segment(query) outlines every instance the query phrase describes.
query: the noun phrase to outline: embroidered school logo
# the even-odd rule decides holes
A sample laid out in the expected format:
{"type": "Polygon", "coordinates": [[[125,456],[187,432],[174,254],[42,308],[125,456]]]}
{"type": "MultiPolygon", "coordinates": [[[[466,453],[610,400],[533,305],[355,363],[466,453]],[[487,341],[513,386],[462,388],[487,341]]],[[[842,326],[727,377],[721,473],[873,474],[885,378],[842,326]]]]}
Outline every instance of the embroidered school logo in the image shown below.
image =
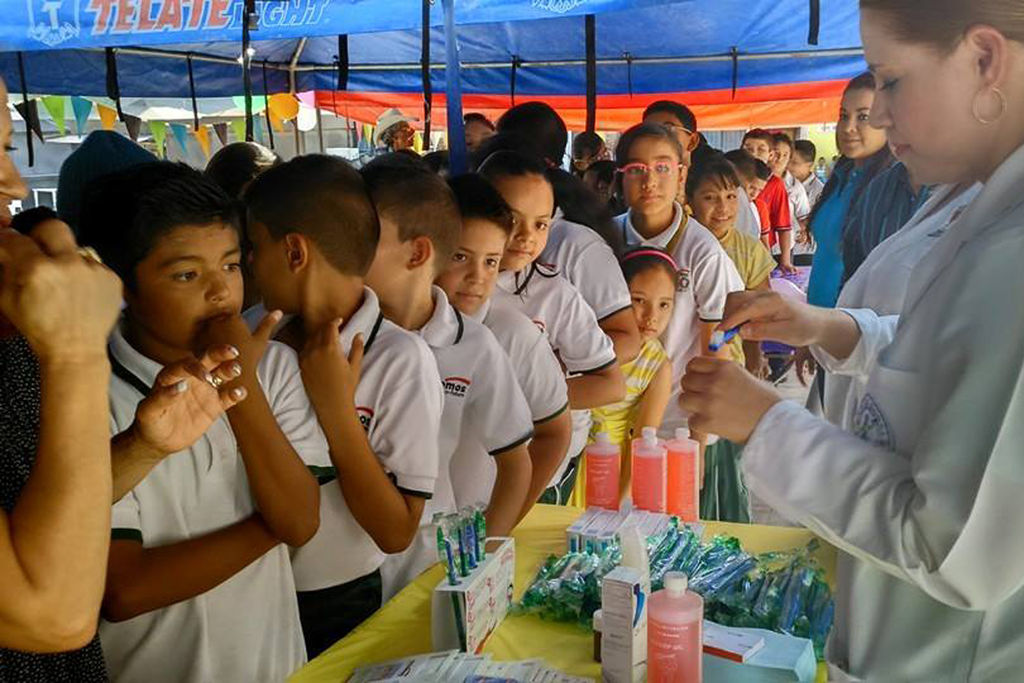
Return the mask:
{"type": "Polygon", "coordinates": [[[370,423],[373,422],[373,410],[366,406],[356,406],[356,415],[359,416],[359,424],[363,429],[370,431],[370,423]]]}
{"type": "MultiPolygon", "coordinates": [[[[48,0],[36,0],[47,4],[48,0]]],[[[67,2],[68,0],[64,0],[67,2]]],[[[73,0],[86,2],[92,35],[218,31],[242,25],[244,2],[235,0],[73,0]]],[[[49,0],[60,4],[59,0],[49,0]]],[[[261,28],[313,27],[331,0],[257,3],[261,28]]],[[[88,25],[88,22],[87,22],[88,25]]]]}
{"type": "Polygon", "coordinates": [[[78,19],[80,0],[26,0],[28,37],[49,47],[77,38],[82,32],[78,19]]]}
{"type": "Polygon", "coordinates": [[[871,397],[865,394],[857,404],[857,414],[853,417],[853,433],[870,444],[895,450],[892,430],[885,420],[885,413],[871,397]]]}
{"type": "Polygon", "coordinates": [[[469,391],[470,384],[472,382],[465,377],[445,377],[444,393],[446,396],[453,398],[466,398],[466,392],[469,391]]]}
{"type": "Polygon", "coordinates": [[[676,291],[685,292],[690,288],[690,269],[680,268],[676,271],[676,291]]]}
{"type": "Polygon", "coordinates": [[[536,318],[533,318],[533,324],[537,326],[537,329],[541,331],[541,334],[548,333],[547,325],[544,324],[543,320],[537,320],[536,318]]]}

EXERCISE DIRECTIONS
The material should be duplicated word for word, with no images included.

RESPONSE TO THE TASK
segment(query) outlines every instance the query phrase describes.
query: the noun phrase to outline: embroidered school logo
# the even-odd rule decides holes
A sample laid out in the expected format:
{"type": "Polygon", "coordinates": [[[125,456],[187,432],[174,254],[42,308],[125,456]]]}
{"type": "MultiPolygon", "coordinates": [[[[466,453],[610,400],[533,305],[355,363],[466,453]],[[487,341],[513,386],[462,388],[487,341]]],[[[842,326],[727,377],[721,473],[873,474],[885,378],[842,326]]]]}
Outline every instance of the embroidered school logo in the image shown below.
image =
Return the mask:
{"type": "Polygon", "coordinates": [[[370,423],[373,422],[373,410],[366,406],[356,406],[356,415],[359,416],[359,424],[363,429],[370,431],[370,423]]]}
{"type": "MultiPolygon", "coordinates": [[[[48,0],[36,0],[47,4],[48,0]]],[[[67,2],[68,0],[64,0],[67,2]]],[[[73,0],[86,2],[92,35],[218,31],[242,25],[244,2],[235,0],[73,0]]],[[[49,0],[60,4],[59,0],[49,0]]],[[[261,28],[313,27],[331,0],[257,3],[261,28]]],[[[88,25],[88,22],[87,22],[88,25]]]]}
{"type": "Polygon", "coordinates": [[[78,19],[80,0],[26,0],[28,37],[49,47],[77,38],[82,32],[78,19]]]}
{"type": "Polygon", "coordinates": [[[871,397],[865,394],[857,404],[857,414],[853,417],[853,433],[870,444],[895,450],[892,430],[885,420],[885,413],[871,397]]]}
{"type": "Polygon", "coordinates": [[[469,391],[470,384],[472,382],[465,377],[445,377],[444,393],[446,396],[453,398],[466,398],[466,392],[469,391]]]}
{"type": "Polygon", "coordinates": [[[676,291],[685,292],[690,288],[690,269],[680,268],[676,271],[676,291]]]}
{"type": "Polygon", "coordinates": [[[536,318],[533,318],[533,324],[537,326],[537,329],[541,331],[541,334],[548,333],[547,325],[544,324],[543,320],[537,320],[536,318]]]}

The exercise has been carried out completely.